En el texto sobre suicidios por enfermedad, ¿de qué se enteró Horacio Quiroga antes de beber un vaso de cianuro?

Texto extraído:
★ ★ ★ ★

LOS QUE SUCUMBIERON A LA ENFERMEDAD
El capítulo de enfermedades que derivaron en suicidio tiene dos grandes bloques: el de las depresiones, locuras y males mentales, y el de aquellos que, viejos o muy deteriorados, no quisieron enfrentarse al dolor. Entre estos últimos están Gilles Deleuze, aquejado de una enfermedad respiratoria, Guy Debord, incapaz de sobreponerse a una polineuritis alcohólica, Don Carpenter, que se suicidó de un disparo a los 64 años debido a la complicación de varias enfermedades como tuberculosis, diabetes y glaucoma y Horacio Quiroga, quien se bebió un vaso de cianuro a los 58 años, tras enterarse de que padecía cáncer de próstata.

En lo referente a desórdenes mentales, canónico es el caso de Virginia Woolf, que sufría de un trastorno de doble personalidad, y que por temor a volverse loca, se llenó los bolsillos de piedras y se arrojó río Ouse. Brutal es la historia de la danesa Tove Ditlevsen, aún hoy una de las escritoras más leídas de Dinamarca. Estuvo interna en varios psiquiátricos, obligó a uno de sus cuatro maridos a perforarle un tímpano para acceder a narcóticos y analgésicos, y terminó suicidándose en 1976.

★ ★ ★ ★

Entradas extraídas:
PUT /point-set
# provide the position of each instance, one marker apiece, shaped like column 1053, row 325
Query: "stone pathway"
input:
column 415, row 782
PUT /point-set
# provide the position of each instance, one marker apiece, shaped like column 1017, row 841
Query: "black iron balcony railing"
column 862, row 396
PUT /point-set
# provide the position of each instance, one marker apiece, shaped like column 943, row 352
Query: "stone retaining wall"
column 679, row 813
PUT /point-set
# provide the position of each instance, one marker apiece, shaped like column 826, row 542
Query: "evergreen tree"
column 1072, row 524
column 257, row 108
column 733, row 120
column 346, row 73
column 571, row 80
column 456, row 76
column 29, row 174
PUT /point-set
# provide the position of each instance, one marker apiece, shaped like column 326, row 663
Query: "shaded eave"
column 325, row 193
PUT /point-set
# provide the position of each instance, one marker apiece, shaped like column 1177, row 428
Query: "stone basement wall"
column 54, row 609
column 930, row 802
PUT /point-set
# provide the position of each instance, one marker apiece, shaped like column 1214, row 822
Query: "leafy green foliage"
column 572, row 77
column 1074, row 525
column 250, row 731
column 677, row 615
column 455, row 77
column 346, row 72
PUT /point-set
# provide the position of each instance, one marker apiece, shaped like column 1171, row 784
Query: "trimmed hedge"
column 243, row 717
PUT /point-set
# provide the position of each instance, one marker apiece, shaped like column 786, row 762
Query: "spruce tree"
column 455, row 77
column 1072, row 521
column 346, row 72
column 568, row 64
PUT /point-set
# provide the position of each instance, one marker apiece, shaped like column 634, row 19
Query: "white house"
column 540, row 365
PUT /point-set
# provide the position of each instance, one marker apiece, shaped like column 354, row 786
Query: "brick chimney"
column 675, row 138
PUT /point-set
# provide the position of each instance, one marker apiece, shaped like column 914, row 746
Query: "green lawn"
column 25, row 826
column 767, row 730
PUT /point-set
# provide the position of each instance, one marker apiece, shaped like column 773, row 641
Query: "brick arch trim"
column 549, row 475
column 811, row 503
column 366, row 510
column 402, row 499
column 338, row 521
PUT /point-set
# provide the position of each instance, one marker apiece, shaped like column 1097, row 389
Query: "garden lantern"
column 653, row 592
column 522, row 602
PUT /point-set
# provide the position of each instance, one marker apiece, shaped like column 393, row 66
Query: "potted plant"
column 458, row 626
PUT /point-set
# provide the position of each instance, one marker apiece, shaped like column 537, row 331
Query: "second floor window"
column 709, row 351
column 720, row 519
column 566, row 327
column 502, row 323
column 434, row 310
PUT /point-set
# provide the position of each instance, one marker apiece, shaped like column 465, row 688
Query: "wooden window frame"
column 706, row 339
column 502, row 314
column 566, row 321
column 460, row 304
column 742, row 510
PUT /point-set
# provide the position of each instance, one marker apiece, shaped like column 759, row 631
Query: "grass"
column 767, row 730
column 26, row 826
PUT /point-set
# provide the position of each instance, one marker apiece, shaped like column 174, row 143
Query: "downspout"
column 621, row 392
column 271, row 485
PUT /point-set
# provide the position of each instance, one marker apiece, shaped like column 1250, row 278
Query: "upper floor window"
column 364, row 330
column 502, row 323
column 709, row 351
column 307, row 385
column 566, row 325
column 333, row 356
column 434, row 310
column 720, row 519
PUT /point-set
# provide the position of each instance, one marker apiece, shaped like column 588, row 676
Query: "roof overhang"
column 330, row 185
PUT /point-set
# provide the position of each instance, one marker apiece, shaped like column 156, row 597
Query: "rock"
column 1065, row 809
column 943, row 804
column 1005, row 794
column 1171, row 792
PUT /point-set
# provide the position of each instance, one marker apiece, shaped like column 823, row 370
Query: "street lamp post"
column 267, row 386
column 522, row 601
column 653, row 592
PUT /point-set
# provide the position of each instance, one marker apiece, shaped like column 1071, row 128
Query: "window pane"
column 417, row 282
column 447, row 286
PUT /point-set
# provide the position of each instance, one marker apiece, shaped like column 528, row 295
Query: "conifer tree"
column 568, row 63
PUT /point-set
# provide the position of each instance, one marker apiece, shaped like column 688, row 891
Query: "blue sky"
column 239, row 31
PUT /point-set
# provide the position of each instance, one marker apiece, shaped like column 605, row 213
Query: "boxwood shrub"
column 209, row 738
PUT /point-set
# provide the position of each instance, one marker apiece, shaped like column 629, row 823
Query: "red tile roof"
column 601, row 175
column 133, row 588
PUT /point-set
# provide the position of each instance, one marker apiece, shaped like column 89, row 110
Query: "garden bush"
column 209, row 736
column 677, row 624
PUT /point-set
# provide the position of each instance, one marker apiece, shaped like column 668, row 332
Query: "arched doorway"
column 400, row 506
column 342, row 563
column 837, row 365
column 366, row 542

★ ★ ★ ★

Respuesta: De que padecía cáncer de próstata.